Instructions for the task:
Update all of the entries below so that every occurrence of "thickest part" reads "widest part", and leave all other text unchanged.
# Records for the exercise start
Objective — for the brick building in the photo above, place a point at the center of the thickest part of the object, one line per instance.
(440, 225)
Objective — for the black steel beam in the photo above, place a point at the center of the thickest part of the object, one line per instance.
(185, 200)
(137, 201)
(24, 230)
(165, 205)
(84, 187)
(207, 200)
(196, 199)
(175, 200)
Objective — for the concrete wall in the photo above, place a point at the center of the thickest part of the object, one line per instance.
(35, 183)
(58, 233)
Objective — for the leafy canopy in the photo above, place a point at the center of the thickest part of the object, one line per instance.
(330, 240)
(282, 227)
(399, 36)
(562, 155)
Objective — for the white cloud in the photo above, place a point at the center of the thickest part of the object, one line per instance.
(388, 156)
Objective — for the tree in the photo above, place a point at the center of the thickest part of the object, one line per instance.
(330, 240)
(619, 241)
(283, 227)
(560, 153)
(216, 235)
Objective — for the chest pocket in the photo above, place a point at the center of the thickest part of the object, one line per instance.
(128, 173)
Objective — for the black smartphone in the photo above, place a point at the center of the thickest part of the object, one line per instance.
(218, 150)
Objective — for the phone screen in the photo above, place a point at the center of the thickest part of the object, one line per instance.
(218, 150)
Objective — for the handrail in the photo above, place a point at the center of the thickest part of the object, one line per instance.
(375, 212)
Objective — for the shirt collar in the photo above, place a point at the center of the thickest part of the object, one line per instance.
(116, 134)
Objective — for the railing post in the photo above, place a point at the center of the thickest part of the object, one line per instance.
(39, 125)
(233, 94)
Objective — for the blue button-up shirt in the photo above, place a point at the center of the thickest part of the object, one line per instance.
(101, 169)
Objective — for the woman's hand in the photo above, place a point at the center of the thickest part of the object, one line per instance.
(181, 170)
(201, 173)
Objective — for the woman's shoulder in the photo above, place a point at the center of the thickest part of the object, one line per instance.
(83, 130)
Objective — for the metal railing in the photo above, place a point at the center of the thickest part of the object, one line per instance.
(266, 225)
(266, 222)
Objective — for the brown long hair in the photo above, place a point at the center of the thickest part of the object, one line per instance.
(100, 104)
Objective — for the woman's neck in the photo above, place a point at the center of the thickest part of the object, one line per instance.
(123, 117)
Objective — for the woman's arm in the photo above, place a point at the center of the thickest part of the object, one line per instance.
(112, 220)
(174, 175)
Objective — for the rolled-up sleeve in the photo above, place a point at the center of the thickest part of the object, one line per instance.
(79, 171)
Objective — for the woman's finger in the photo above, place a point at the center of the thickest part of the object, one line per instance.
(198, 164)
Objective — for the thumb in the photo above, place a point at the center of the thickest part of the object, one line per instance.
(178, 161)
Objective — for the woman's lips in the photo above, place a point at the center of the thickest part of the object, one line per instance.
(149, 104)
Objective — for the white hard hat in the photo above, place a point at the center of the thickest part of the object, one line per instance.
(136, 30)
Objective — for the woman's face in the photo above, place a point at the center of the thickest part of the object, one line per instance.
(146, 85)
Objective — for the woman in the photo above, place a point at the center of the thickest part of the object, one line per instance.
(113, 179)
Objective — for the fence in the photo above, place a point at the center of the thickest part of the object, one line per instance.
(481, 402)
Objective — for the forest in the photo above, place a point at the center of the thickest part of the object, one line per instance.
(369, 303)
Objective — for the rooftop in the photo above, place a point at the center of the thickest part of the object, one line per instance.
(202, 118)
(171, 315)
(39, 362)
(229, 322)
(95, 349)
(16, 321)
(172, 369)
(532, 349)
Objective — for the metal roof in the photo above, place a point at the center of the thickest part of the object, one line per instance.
# Records for the exercise end
Complete response:
Objective — for the brick building in the photo above, place a point at the center of the widest part of the object, one line per instance.
(440, 225)
Objective — for the black steel beam in the photo above, place a point at the center of the widest part of the object, one line per instance.
(185, 200)
(137, 201)
(24, 230)
(165, 205)
(84, 187)
(207, 200)
(196, 199)
(175, 200)
Objective — for the concrete wall in the photo above, place a point at the center of the widest part of the object, one line per instance.
(35, 183)
(58, 233)
Objective — for the leafy canopy in the photo above, place a point at the center of the widest part of the object, one line per instance.
(330, 240)
(282, 227)
(399, 36)
(562, 155)
Objective — for the white cloud in the photo above, place a point at the center of the widest part of the object, one line per instance.
(388, 156)
Objective — for the tree in the photo above, place a point at the center of the widest part of the object, one line per instance.
(330, 240)
(619, 241)
(283, 227)
(560, 153)
(216, 235)
Objective — for the chest pocket in the photo above, place a point at the center of the widest part of the object, one line per instance.
(128, 173)
Objective — for the black smartphone in the photo above, place a point at the center of the widest part of the object, one line per instance.
(218, 150)
Objective — for the phone screen in the photo above, place a point at the center of the widest part of the object, one line per instance.
(218, 150)
Objective — for the handrail in the photo above, place a point at the center of the widest part of the object, one line per instance.
(375, 212)
Objective — for the shirt collar in the photo above, place a point at the center of the widest part of the object, one line per instance.
(116, 134)
Objective — for the railing post in the photo above, place a point at the center of the widest part of the object, one line per instance.
(39, 125)
(233, 94)
Objective — for the blue button-up shirt in the photo above, place a point at the center of the widest part of the object, one line per instance.
(101, 169)
Objective — for the woman's hand in the photo above, place a point at the center of the widest part of the object, one line per instance.
(181, 170)
(201, 173)
Objective — for the woman's shoulder in the photo above, place a point at the center of the widest part of the object, one line per instance.
(83, 130)
Objective — for the metal railing in the photo above, place a point at the center of the widest part of the object, one line per instance.
(266, 225)
(266, 222)
Objective — for the brown long hair in the photo above, place a point at the center of the widest part of the object, one line per instance.
(100, 104)
Objective — for the woman's neck in the photo above, place a point at the center of the widest part of the object, one line per instance.
(123, 117)
Objective — for the woman's arm in the photo above, place a point at the center of the widest part of the object, one line per instance.
(112, 220)
(174, 175)
Objective — for the rolled-up sleeve in the photo above, place a point at the center of the widest part of the object, one line per instance.
(79, 171)
Objective — for the woman's finger in the photo above, place a point at the center of the widest part of the object, one line per instance.
(198, 164)
Objective — for the thumb in the photo above, place a point at the center of the widest part of the object, one line per instance.
(178, 161)
Objective — for the woman's lips in the photo above, place a point at the center of the widest part of the object, one line per instance.
(149, 104)
Objective — for the white hard hat in the photo above, place a point at the center of the widest part of the object, one line per instance.
(136, 30)
Objective — for the woman's face in the photo above, place a point at the center of the widest part of the object, one line per instance.
(146, 85)
Objective — for the woman in the photo above, place a point at the center of the widest part of the object, one line per instance.
(113, 179)
Objective — for the fence in the photo above, place a point at the center of the widest part of the object, one line per instance.
(481, 402)
Objective — for the forest in the photo above, place a point at the center of the widest part of the object, one line per instance.
(369, 303)
Objective — for the rooftop in the photo above, place a point at the center of the widest part of the object, one line per instance.
(202, 118)
(171, 315)
(39, 362)
(229, 322)
(95, 349)
(16, 321)
(172, 369)
(532, 349)
Objective — for the metal roof in the photo above, place a point at the center of the widest part of the object, one line per instance.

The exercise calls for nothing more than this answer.